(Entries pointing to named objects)

-- begin --

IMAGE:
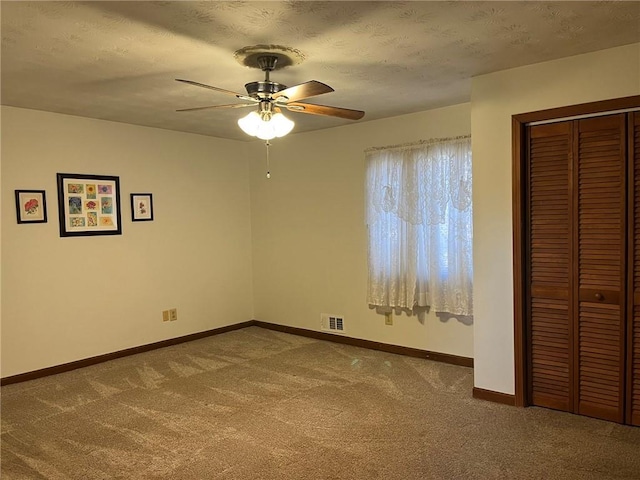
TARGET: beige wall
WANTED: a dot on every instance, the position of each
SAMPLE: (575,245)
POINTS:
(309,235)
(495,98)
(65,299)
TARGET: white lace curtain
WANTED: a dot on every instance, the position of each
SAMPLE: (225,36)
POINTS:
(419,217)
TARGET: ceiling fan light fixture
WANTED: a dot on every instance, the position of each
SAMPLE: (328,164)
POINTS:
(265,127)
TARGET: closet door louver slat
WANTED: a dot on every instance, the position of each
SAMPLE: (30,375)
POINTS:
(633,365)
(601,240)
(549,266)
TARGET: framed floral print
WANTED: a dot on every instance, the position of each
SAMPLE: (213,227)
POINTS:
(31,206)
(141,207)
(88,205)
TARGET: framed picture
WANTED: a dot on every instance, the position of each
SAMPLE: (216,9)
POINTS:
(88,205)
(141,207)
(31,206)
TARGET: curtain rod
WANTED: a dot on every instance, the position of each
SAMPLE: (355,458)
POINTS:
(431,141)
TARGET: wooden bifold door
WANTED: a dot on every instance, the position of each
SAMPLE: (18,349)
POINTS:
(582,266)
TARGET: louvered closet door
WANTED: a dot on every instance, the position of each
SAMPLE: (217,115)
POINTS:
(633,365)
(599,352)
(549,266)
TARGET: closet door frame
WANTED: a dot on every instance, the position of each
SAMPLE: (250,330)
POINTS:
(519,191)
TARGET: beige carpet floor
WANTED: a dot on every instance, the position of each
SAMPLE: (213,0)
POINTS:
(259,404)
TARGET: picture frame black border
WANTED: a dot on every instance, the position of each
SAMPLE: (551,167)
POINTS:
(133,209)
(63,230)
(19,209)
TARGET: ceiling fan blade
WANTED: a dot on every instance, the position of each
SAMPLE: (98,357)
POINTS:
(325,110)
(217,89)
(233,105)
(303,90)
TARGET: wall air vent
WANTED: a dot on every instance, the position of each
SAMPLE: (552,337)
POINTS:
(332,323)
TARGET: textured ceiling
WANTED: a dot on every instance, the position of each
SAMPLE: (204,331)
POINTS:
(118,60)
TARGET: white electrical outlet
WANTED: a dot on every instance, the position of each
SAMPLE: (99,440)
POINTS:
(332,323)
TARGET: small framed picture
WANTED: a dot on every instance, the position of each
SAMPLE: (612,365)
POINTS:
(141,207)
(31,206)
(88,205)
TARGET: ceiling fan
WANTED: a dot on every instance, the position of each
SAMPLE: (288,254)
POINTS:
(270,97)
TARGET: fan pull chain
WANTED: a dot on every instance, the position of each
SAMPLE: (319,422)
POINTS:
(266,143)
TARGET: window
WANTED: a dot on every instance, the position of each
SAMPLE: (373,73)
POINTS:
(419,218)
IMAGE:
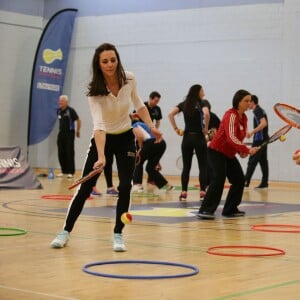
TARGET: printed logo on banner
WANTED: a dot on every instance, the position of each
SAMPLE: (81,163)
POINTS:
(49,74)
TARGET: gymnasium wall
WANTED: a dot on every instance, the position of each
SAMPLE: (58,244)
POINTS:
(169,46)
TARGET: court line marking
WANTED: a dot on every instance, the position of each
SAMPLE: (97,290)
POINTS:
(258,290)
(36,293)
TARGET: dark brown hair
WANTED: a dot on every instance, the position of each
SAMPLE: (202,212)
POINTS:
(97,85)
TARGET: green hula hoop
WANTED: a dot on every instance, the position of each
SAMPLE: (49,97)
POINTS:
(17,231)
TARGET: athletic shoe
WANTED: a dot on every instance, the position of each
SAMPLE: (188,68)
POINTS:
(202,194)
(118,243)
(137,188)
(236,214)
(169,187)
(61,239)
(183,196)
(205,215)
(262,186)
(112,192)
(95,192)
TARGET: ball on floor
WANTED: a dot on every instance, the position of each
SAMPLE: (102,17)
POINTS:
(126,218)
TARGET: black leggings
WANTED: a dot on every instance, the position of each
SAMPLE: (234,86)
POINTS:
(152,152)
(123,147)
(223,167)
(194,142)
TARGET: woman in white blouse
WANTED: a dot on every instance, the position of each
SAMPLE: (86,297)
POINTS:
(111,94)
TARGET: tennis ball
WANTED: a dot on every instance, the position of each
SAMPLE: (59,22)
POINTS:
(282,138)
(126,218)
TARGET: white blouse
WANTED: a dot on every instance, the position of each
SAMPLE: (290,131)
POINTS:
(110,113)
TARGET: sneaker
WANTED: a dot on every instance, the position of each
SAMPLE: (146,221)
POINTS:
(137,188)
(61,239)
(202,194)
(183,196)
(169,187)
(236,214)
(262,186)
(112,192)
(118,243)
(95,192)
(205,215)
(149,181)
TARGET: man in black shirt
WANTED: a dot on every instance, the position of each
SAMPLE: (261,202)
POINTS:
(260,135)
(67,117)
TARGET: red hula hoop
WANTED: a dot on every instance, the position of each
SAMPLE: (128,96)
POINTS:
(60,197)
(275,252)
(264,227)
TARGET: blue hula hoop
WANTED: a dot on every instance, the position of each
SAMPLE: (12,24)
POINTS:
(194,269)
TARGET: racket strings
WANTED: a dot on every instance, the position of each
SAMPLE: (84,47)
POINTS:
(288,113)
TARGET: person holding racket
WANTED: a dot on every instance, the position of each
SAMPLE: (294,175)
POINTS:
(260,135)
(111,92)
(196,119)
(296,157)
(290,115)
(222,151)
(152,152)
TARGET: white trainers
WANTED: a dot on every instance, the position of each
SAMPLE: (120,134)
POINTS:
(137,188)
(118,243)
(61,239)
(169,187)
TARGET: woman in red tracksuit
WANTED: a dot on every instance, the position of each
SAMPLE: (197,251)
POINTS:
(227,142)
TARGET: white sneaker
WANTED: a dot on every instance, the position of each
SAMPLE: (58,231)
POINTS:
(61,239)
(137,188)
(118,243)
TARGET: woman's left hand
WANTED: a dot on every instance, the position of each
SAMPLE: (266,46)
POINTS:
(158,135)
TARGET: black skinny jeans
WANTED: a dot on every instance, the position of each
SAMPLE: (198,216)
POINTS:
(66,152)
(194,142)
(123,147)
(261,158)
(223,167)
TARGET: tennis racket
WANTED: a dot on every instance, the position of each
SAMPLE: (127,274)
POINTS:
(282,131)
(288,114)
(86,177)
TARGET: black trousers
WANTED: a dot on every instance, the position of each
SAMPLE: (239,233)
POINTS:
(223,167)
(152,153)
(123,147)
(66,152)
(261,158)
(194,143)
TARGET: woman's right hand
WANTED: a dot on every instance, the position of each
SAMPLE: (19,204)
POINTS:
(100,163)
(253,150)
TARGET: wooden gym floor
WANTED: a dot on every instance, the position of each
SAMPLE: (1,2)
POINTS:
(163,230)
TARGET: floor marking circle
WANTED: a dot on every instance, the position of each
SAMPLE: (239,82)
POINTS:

-- end --
-- begin --

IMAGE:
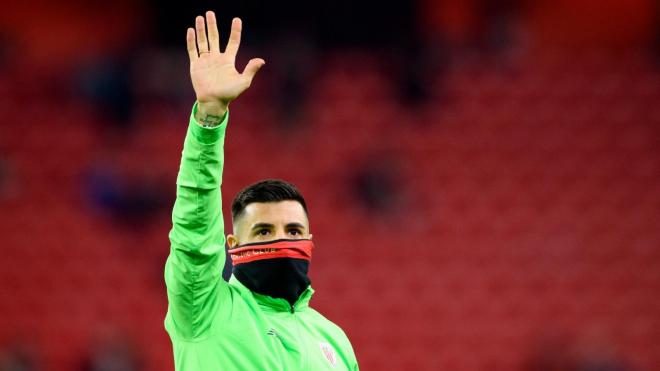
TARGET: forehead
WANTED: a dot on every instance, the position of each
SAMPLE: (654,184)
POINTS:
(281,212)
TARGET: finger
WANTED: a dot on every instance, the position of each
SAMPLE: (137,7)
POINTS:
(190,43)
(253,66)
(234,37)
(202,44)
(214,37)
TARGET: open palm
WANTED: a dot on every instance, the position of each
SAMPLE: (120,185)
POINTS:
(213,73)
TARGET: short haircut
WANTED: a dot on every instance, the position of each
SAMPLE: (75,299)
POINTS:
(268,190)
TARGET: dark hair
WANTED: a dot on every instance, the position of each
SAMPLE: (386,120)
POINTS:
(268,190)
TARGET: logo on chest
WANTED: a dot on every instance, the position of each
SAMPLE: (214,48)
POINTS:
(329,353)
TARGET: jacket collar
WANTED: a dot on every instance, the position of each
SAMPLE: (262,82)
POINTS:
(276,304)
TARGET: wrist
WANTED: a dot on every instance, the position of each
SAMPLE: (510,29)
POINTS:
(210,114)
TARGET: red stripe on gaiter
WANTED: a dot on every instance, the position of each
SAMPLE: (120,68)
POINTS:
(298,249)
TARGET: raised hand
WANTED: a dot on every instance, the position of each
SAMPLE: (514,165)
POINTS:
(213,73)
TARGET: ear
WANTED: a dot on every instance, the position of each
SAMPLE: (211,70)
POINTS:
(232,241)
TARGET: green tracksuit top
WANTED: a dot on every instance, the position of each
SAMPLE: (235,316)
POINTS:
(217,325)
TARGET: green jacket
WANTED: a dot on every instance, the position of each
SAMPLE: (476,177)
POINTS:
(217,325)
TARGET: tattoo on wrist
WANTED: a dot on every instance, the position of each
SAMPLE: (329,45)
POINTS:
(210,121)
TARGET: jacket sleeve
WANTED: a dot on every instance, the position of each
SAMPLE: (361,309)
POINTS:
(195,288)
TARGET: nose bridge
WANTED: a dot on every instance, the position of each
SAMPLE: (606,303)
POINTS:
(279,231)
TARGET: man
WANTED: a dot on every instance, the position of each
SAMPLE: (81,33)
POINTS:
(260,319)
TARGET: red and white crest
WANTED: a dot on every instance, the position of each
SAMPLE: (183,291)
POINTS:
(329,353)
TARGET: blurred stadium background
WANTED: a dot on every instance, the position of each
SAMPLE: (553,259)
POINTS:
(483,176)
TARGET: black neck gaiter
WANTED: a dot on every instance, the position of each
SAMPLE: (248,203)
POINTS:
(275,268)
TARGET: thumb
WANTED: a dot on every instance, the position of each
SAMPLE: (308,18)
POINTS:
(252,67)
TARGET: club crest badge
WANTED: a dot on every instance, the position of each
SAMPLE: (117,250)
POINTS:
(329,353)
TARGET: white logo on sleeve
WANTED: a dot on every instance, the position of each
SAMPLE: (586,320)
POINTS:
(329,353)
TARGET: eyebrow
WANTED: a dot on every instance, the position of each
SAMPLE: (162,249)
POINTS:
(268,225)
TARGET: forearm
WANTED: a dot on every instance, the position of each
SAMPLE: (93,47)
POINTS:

-- end --

Count the lines of the items above that contain the word "floor", and give only that number.

4